# JOB
Please extract each line from the rows below that contains the string "signage".

# EXERCISE INPUT
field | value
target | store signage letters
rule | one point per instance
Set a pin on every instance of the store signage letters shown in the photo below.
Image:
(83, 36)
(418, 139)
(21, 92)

# OUTPUT BELOW
target | store signage letters
Set a pin on every instance of the store signage letters shown in the photo below.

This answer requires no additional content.